THE TASK:
Give back, exactly and with nothing added, the lines that run from the one containing "Target: wheel well" to the final line below.

EXTRACTED MATERIAL:
————

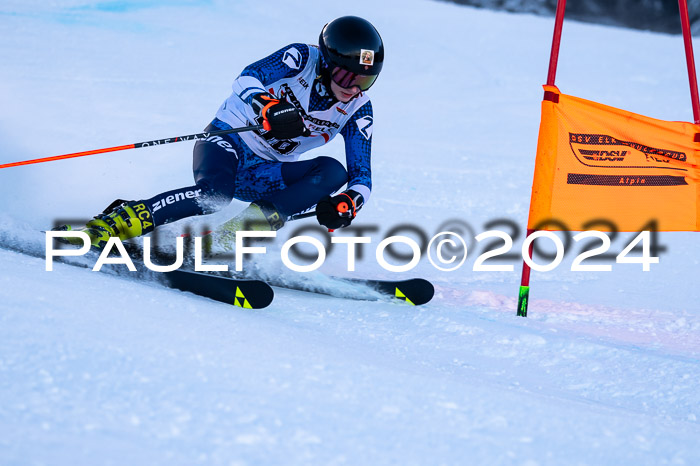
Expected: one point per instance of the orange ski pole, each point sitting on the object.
(137, 145)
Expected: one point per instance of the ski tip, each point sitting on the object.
(416, 291)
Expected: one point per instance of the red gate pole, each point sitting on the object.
(524, 293)
(692, 76)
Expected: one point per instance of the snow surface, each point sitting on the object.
(97, 369)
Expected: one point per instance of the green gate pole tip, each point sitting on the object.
(522, 300)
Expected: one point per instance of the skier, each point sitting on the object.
(304, 96)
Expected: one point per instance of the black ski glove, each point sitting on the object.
(338, 211)
(281, 119)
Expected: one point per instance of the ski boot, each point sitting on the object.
(258, 216)
(121, 219)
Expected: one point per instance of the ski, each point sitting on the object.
(245, 293)
(414, 291)
(248, 294)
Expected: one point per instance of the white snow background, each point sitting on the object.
(97, 369)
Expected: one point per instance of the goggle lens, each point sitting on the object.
(347, 79)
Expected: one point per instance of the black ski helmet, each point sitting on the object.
(353, 44)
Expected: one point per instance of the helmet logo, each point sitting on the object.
(366, 57)
(292, 58)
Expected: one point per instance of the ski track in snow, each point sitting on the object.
(104, 369)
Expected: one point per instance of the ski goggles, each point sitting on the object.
(347, 79)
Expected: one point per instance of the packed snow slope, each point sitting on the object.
(98, 369)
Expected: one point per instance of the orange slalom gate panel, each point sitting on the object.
(597, 162)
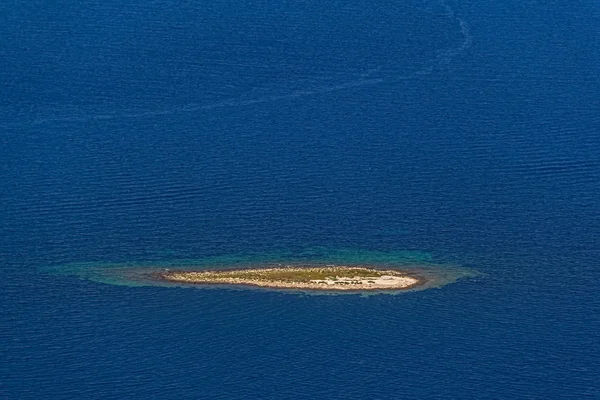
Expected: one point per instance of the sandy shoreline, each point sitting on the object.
(334, 278)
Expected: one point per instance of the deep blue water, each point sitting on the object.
(134, 130)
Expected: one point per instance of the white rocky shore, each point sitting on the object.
(331, 279)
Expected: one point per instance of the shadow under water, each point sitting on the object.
(143, 273)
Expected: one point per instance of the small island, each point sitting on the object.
(323, 278)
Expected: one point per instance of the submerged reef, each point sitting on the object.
(312, 271)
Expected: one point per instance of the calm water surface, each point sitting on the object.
(464, 131)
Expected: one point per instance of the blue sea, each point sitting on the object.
(460, 133)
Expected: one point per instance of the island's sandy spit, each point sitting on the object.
(332, 278)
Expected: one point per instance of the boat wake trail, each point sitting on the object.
(257, 96)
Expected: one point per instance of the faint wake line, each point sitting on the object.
(443, 58)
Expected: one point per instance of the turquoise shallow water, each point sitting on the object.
(135, 274)
(459, 134)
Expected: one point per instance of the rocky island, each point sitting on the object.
(328, 278)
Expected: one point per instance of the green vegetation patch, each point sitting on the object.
(289, 274)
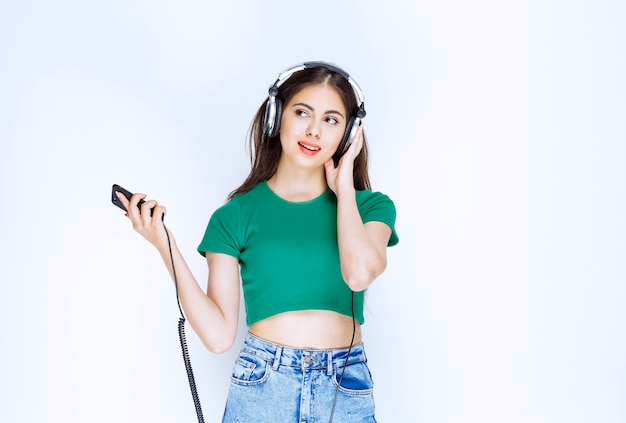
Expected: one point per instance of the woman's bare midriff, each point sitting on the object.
(309, 329)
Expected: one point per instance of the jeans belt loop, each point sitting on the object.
(329, 359)
(276, 363)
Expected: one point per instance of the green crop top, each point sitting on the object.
(288, 251)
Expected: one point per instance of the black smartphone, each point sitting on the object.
(127, 194)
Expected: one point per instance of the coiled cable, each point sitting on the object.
(183, 340)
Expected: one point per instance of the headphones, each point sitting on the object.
(274, 105)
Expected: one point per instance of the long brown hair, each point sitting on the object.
(265, 151)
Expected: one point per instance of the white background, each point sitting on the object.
(497, 127)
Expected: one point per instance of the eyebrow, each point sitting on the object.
(312, 109)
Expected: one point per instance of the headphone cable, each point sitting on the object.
(183, 339)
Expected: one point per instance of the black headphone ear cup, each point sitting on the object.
(277, 118)
(272, 116)
(348, 136)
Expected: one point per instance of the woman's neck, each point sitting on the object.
(300, 185)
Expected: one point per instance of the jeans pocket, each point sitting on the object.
(356, 379)
(249, 370)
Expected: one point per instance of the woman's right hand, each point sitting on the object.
(150, 226)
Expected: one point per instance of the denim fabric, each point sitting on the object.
(276, 384)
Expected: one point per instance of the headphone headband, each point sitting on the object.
(284, 75)
(274, 105)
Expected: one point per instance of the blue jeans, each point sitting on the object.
(275, 384)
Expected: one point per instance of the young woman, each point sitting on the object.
(306, 236)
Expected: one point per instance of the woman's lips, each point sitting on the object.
(309, 148)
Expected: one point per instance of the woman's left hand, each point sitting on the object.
(341, 177)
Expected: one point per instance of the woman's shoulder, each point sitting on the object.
(367, 196)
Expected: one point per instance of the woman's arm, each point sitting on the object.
(362, 247)
(212, 315)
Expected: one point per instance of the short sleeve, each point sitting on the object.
(222, 234)
(375, 206)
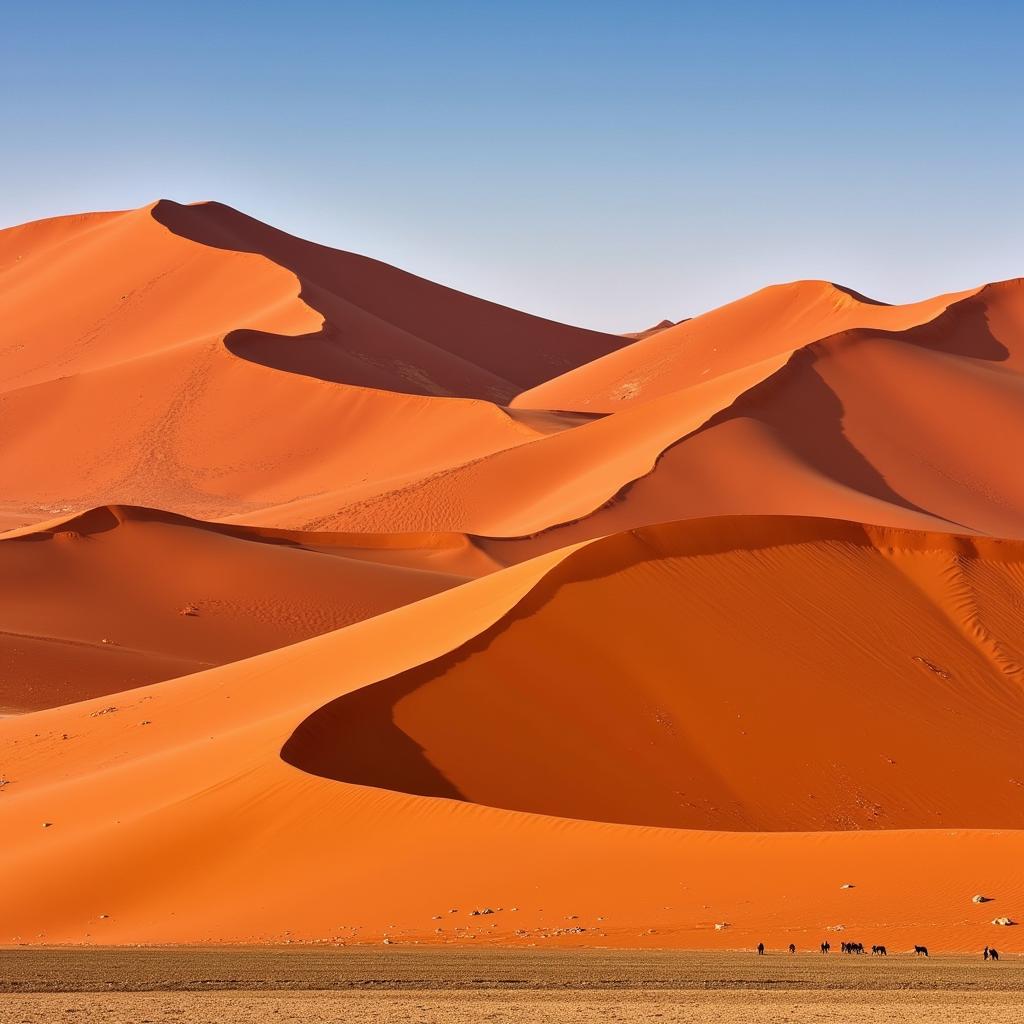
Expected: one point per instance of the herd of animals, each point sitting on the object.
(856, 948)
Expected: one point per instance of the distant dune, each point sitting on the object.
(336, 605)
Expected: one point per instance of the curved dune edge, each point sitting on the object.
(187, 280)
(566, 484)
(769, 324)
(879, 684)
(137, 361)
(119, 597)
(193, 829)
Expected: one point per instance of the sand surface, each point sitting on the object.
(336, 605)
(444, 986)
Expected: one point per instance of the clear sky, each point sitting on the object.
(605, 164)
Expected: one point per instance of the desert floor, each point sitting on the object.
(236, 986)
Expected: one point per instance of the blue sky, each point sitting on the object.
(605, 164)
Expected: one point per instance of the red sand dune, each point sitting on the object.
(633, 638)
(119, 597)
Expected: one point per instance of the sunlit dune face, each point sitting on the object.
(735, 677)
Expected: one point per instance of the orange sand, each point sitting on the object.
(624, 639)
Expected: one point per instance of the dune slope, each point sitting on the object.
(336, 604)
(879, 684)
(119, 597)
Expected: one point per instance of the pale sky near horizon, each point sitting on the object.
(603, 164)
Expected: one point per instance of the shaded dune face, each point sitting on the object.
(733, 674)
(384, 328)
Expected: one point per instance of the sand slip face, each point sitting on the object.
(120, 597)
(440, 606)
(227, 792)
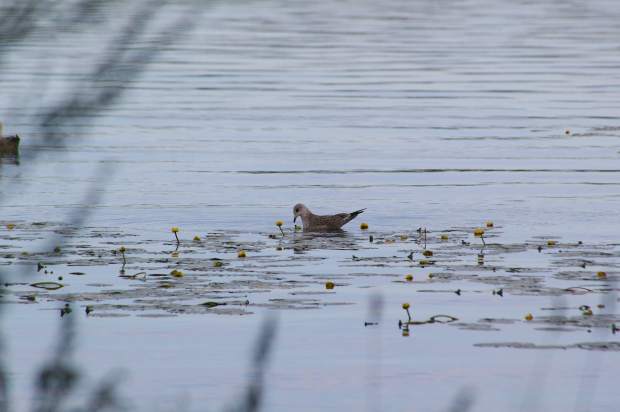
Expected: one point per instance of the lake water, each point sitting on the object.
(429, 114)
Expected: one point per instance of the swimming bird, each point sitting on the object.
(9, 145)
(326, 223)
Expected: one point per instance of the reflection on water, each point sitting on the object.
(429, 114)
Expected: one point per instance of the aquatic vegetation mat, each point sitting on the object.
(109, 272)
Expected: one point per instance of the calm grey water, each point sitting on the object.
(435, 114)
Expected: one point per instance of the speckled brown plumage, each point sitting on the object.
(322, 223)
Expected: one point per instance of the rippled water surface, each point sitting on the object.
(429, 114)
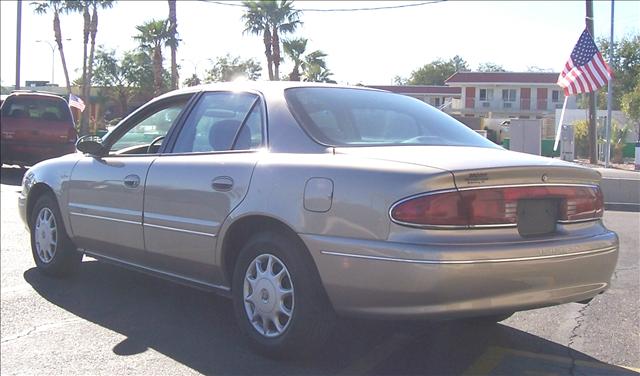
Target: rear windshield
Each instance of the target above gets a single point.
(34, 107)
(356, 117)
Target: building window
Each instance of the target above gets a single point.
(509, 95)
(486, 94)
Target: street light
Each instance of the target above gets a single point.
(53, 56)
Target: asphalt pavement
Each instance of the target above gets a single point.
(108, 320)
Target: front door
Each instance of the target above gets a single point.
(106, 194)
(525, 98)
(193, 188)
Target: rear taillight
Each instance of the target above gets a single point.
(496, 206)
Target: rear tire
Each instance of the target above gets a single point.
(53, 252)
(279, 303)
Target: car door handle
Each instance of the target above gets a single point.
(222, 183)
(132, 181)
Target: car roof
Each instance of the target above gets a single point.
(35, 93)
(257, 86)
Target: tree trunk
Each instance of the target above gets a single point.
(84, 117)
(276, 54)
(124, 103)
(267, 52)
(94, 31)
(58, 34)
(173, 30)
(157, 70)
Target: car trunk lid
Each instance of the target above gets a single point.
(482, 167)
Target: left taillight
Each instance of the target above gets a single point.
(495, 206)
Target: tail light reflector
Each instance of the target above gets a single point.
(496, 206)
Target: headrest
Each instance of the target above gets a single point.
(222, 133)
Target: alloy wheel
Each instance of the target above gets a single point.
(268, 295)
(46, 235)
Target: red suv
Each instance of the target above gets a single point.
(35, 126)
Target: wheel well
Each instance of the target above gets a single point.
(241, 231)
(35, 193)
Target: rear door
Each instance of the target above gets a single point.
(106, 194)
(204, 176)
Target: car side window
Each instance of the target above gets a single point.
(156, 124)
(222, 121)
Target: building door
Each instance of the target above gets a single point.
(542, 99)
(470, 97)
(525, 98)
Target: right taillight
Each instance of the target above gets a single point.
(495, 206)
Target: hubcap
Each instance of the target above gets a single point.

————

TASK ANSWER:
Target: wheel well
Each instance of the target above gets a single point.
(241, 231)
(35, 193)
Target: rear door
Each instance of the target above gets a single point.
(106, 194)
(204, 176)
Target: car side window
Each instance of the target above gets a single point.
(156, 124)
(222, 121)
Target: building door
Each instance of the target above gets a single point.
(542, 99)
(470, 97)
(525, 98)
Target: right taillight
Each instance of the target above gets a single point.
(495, 206)
Target: hubcap
Each instance of the target above gets a single point.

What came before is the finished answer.